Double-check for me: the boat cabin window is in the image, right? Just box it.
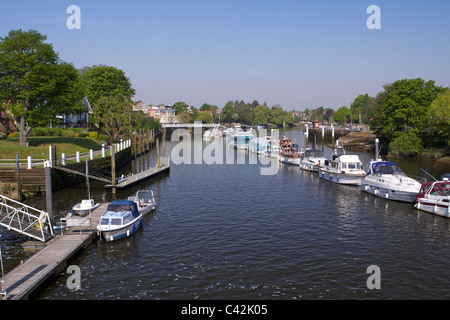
[372,162,403,174]
[107,204,133,212]
[111,218,122,226]
[123,215,131,224]
[430,184,450,196]
[419,185,431,195]
[348,163,362,169]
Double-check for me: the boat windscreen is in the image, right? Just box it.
[107,204,133,212]
[305,150,322,158]
[372,162,403,174]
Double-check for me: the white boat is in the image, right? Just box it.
[72,199,101,217]
[361,160,421,202]
[319,154,366,186]
[415,174,450,218]
[97,200,143,241]
[248,137,270,154]
[278,137,301,166]
[300,149,327,172]
[128,190,156,214]
[228,130,255,150]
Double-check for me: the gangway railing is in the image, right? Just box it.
[0,195,53,242]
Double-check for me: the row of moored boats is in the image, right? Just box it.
[67,190,156,241]
[229,130,450,217]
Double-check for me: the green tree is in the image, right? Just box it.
[428,90,450,146]
[350,93,374,123]
[92,94,138,143]
[81,65,135,104]
[378,78,446,140]
[0,30,84,145]
[333,106,352,123]
[389,131,422,157]
[198,103,211,111]
[253,105,270,125]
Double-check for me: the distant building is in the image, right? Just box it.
[56,98,93,128]
[133,101,177,123]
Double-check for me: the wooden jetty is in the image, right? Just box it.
[1,203,109,300]
[105,157,170,190]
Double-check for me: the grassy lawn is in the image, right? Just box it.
[0,137,104,160]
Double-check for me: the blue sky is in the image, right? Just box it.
[0,0,450,110]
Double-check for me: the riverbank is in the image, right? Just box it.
[340,131,450,163]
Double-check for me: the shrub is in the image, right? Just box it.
[33,128,45,137]
[389,131,422,157]
[89,131,98,140]
[98,134,109,142]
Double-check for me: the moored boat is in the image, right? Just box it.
[415,175,450,218]
[128,190,156,214]
[300,149,327,172]
[361,160,421,202]
[278,137,301,166]
[97,200,143,241]
[228,129,255,150]
[319,154,366,186]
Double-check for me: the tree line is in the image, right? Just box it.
[0,30,159,145]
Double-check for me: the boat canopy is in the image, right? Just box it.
[305,149,323,158]
[106,200,139,218]
[372,161,403,174]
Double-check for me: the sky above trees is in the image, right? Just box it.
[0,0,450,110]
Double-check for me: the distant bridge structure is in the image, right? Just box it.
[162,123,218,129]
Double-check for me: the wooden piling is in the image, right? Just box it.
[111,144,116,194]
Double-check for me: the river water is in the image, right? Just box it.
[0,130,450,300]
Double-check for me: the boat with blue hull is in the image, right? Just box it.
[97,200,143,241]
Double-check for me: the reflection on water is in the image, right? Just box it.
[0,130,450,299]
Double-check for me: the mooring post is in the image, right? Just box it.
[16,153,22,201]
[111,144,116,193]
[156,139,161,168]
[163,128,167,158]
[44,161,53,225]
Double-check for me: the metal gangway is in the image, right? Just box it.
[0,195,53,242]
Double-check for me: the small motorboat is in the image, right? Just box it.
[415,174,450,218]
[128,190,156,214]
[361,160,421,202]
[72,199,101,217]
[300,149,327,172]
[319,154,366,186]
[97,200,143,241]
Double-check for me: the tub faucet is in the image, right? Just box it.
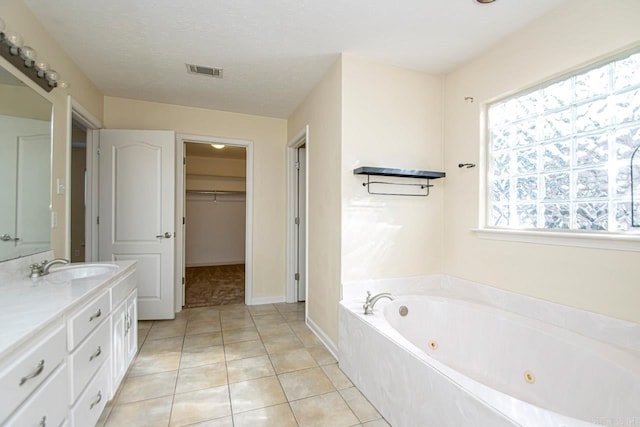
[29,258,69,277]
[362,291,393,314]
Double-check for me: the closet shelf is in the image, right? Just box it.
[353,166,445,197]
[353,166,445,179]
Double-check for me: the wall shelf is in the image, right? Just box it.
[353,166,445,197]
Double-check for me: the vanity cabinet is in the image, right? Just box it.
[0,263,138,427]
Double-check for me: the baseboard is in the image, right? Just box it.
[185,259,244,268]
[307,317,338,360]
[247,296,285,305]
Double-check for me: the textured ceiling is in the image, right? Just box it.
[25,0,566,118]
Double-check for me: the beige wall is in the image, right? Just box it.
[0,0,102,257]
[104,97,287,298]
[287,60,342,343]
[288,55,443,343]
[444,0,640,322]
[342,55,444,282]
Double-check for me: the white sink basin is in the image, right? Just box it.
[45,263,120,282]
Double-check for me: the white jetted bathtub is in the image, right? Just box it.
[339,276,640,427]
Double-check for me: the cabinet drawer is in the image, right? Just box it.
[111,273,136,308]
[6,364,69,427]
[68,291,111,351]
[0,325,67,423]
[69,322,111,402]
[70,363,109,427]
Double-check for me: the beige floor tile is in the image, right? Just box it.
[222,327,260,344]
[189,307,220,320]
[362,418,391,427]
[169,385,231,426]
[249,304,278,316]
[270,348,318,374]
[296,329,323,347]
[307,345,337,365]
[176,363,227,393]
[262,335,304,354]
[227,356,275,383]
[278,368,335,402]
[180,345,225,369]
[291,392,359,427]
[253,312,286,325]
[189,417,233,427]
[105,396,173,427]
[117,371,178,404]
[321,363,353,390]
[224,340,267,361]
[340,387,380,422]
[186,319,221,335]
[282,311,305,322]
[220,316,255,331]
[233,403,298,427]
[128,337,183,377]
[229,376,287,414]
[182,332,222,351]
[256,322,295,338]
[147,319,187,340]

**Set problem**
Swap "Double-check for me" for "Please confirm" in every row above and keep everything else unchanged. Omit the pictures from your answer.

**Answer to this problem**
Please confirm: the boat cabin window is in the image, right? Just box it.
[372,162,403,174]
[107,204,133,212]
[111,218,122,226]
[123,215,131,224]
[430,184,450,196]
[419,185,431,195]
[348,163,362,169]
Please confirm: the boat windscreen is in the image, right? Just box it.
[107,204,133,212]
[305,150,322,158]
[372,162,403,174]
Please confirm: the white boat is in the image, right? Just box it.
[72,199,101,217]
[361,160,421,202]
[319,154,366,186]
[415,174,450,218]
[97,200,143,241]
[248,137,270,154]
[278,137,301,166]
[300,149,327,172]
[128,190,156,214]
[228,130,255,150]
Please confirm: the gangway railing is in the image, right? Just box it.
[0,195,53,242]
Please confirm: the row of moored boats is in the image, right? Just box it.
[67,190,156,241]
[229,130,450,217]
Please confirm: the green tree is in the image, right? Just box it.
[428,90,450,146]
[350,93,374,123]
[92,94,138,143]
[81,65,135,104]
[378,78,446,140]
[0,30,84,145]
[333,106,352,123]
[389,131,422,157]
[198,103,211,111]
[253,105,270,125]
Please confirm: the distant building is in the image, right? Just box it.
[56,98,93,128]
[133,101,177,123]
Please confirm: the wooden jetty is in the image, right? Just box it.
[1,203,109,300]
[105,157,170,190]
Please confirm: the grassy lawn is in the image, right? Just box it.
[0,137,104,160]
Please confirm: the blue sky is in the image, right? Just box it.
[0,0,450,110]
Please confirm: the riverbank is in the image, right? Just box it.
[340,131,450,163]
Please confirm: the shrub is in the image, right? Just box it.
[33,128,45,137]
[389,131,422,157]
[89,131,98,140]
[98,134,109,142]
Please confirm: the moored boat is in the image, right? Just box it.
[415,175,450,218]
[128,190,156,214]
[300,149,327,172]
[361,160,421,202]
[278,137,301,166]
[97,200,143,241]
[228,129,255,150]
[319,154,366,186]
Please confirm: the tree line is in the image, right? Just box it.
[0,30,159,145]
Please confirm: the boat canopy is in the image, right? Just box it.
[305,149,323,158]
[106,200,139,218]
[372,161,403,174]
Please confirm: the sky above trees is in the image, right? Just box it.
[0,0,450,110]
Please confirm: the distant bridge structure is in the image, right? Just box it.
[162,123,218,129]
Please confirm: the wooden piling is in the image, right? Just box it.
[111,144,116,194]
Please confirm: the river water is in the image, right? Just box it.
[0,130,450,300]
Please confirm: the boat with blue hull is in the image, right? Just box it.
[97,200,143,241]
Please confirm: the reflection on water is in the image, right? Just box it.
[0,130,450,299]
Please confirm: the mooring post is in the image, right? Just box it.
[16,153,22,201]
[111,144,116,193]
[156,139,161,168]
[163,128,167,158]
[44,161,53,225]
Please confirm: the metal gangway is in the image, right? Just box it.
[0,195,53,242]
Please confirm: the small motorboat is in the image, right? Just box it.
[415,174,450,218]
[128,190,156,214]
[361,160,421,202]
[72,199,101,217]
[300,149,327,172]
[319,154,366,186]
[97,200,143,241]
Please confirm: the tub faucet is in the image, right? Just box it.
[29,258,69,277]
[362,291,393,314]
Please confirm: the closet shelf is in the image, right? Just box it.
[353,166,445,197]
[353,166,445,179]
Please confirm: the wall shelf is in the image, right? Just box it.
[353,166,445,197]
Please confirm: the vanity cabinet is in the image, right? Just box it.
[0,263,138,427]
Please confirm: the baseboard is in the image, right? Just box it.
[185,259,244,268]
[307,317,338,360]
[247,296,285,305]
Please confirm: the textured ceiling is in the image, right? Just box it.
[25,0,566,118]
Please confirm: the beige wall is in the image, right? Just box it.
[0,0,102,257]
[104,97,287,298]
[287,60,342,343]
[288,55,443,343]
[444,0,640,322]
[342,55,444,282]
Please confirm: the white sink basin is in the image, right? Just box it.
[45,263,120,282]
Please confirm: the white jetted bathtub is in the image, right? Just box it.
[339,276,640,427]
Please confirm: the cabinet drawer is in the image, right? Just box it.
[111,273,136,308]
[6,364,69,427]
[68,291,111,351]
[0,325,67,423]
[69,322,111,402]
[70,363,109,427]
Please confirm: the beige floor tile is in the image, right? Just box it.
[222,327,260,344]
[189,307,220,320]
[362,418,391,427]
[169,385,231,426]
[249,304,278,316]
[270,348,318,374]
[296,329,323,347]
[307,345,337,365]
[176,363,227,393]
[262,335,304,354]
[227,356,275,383]
[278,368,335,402]
[180,345,225,369]
[291,392,359,427]
[253,312,286,325]
[189,417,233,427]
[105,396,173,427]
[117,371,178,404]
[321,363,353,390]
[224,340,267,361]
[340,387,380,422]
[186,319,221,335]
[282,311,305,322]
[220,316,255,331]
[233,403,298,427]
[128,337,183,377]
[229,376,287,414]
[182,332,222,351]
[256,322,295,338]
[147,319,187,340]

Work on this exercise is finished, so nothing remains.